It took only three days for Israeli forces to defeat the Jordanian legion. On the morning of June 7, the order was given to recapture the Old City. Israeli paratroopers stormed the city and secured it. Defense Minister Moshe Dayan arrived with Chief of Staff Yitzhak Rabin to formally mark the Jews’ return to their historic capital and their holiest site. At the Western Wall, the IDF’s chaplain, Rabbi Shlomo Goren, blew a shofar to celebrate the event.

_A Second Exodus_
After Jordan launched its attack on June 5, approximately 325,000 Palestinians living in the West Bank fled to other parts of Jordan, primarily to avoid being caught in the cross-fire of a war.

# [Required actions]
[a] Repeat the passage on the Six-Day War between "It took only" and "cross-fire of a war.", inclusive.
[b] Write what comes next in the passage on the Six-Day War, picking up after its final sentence.
The entries that come next are separate material and are not part of the passage on the Six-Day War.

Entries pointing to labeled objects
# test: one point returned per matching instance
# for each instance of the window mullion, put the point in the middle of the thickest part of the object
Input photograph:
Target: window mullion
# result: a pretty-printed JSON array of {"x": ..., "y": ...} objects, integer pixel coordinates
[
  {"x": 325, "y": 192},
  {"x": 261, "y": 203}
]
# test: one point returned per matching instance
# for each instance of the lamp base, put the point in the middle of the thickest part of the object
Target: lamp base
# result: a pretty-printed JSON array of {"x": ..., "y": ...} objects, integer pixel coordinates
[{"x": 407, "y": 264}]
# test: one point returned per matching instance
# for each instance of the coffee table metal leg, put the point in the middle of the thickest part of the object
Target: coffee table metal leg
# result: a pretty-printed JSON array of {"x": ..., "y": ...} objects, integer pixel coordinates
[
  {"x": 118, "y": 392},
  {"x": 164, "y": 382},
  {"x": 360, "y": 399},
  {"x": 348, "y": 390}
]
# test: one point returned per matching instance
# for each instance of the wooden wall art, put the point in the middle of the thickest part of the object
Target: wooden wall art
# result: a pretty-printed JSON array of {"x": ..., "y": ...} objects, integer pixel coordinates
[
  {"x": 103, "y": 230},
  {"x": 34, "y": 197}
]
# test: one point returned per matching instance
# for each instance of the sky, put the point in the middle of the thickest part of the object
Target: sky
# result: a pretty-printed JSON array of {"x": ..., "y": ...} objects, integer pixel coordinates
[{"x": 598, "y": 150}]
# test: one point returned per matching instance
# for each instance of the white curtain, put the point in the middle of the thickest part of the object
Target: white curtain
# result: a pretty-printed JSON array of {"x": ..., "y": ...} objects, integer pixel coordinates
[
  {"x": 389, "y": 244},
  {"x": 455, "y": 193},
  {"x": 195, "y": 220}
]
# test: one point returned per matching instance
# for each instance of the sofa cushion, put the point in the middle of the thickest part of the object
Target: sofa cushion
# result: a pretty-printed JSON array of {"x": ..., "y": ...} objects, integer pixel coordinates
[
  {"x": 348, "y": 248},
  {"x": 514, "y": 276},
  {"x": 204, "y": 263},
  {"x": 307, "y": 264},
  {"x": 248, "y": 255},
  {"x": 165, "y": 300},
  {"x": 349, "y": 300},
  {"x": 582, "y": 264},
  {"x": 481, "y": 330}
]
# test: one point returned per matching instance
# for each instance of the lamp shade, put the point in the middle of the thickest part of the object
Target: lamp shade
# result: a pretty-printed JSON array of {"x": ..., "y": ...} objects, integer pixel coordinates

# [Answers by task]
[a]
It took only three days for Israeli forces to defeat the Jordanian legion. On the morning of June 7, the order was given to recapture the Old City. Israeli paratroopers stormed the city and secured it. Defense Minister Moshe Dayan arrived with Chief of Staff Yitzhak Rabin to formally mark the Jews’ return to their historic capital and their holiest site. At the Western Wall, the IDF’s chaplain, Rabbi Shlomo Goren, blew a shofar to celebrate the event.

_A Second Exodus_
After Jordan launched its attack on June 5, approximately 325,000 Palestinians living in the West Bank fled to other parts of Jordan, primarily to avoid being caught in the cross-fire of a war.

[b]
A Palestinian refugee who was an administrator in a UNRWA camp in Jericho said Arab politicians had spread rumors in the camp. "_They said all the young people would be killed. People heard on the radio that this is not the end, only the beginning, so they think maybe it will be a long war and they want to be in Jordan."_

Some Palestinians who left preferred to live in an Arab state rather than under Israeli military rule. Members of various PLO factions fled to avoid capture by the Israelis. Nils-Göran Gussing, the person appointed by the UN Secretary-General to investigate the situation, found that many Arabs also feared they would no longer be able to receive money from family members working abroad.

Israeli forces ordered a handful of Palestinians to move for "strategic and security reasons." In some cases, they were allowed to return in a few days, in others; Israel offered to help them resettle elsewhere. The net result, however, was that a new refugee population had been created and the old refugee problem was made worse.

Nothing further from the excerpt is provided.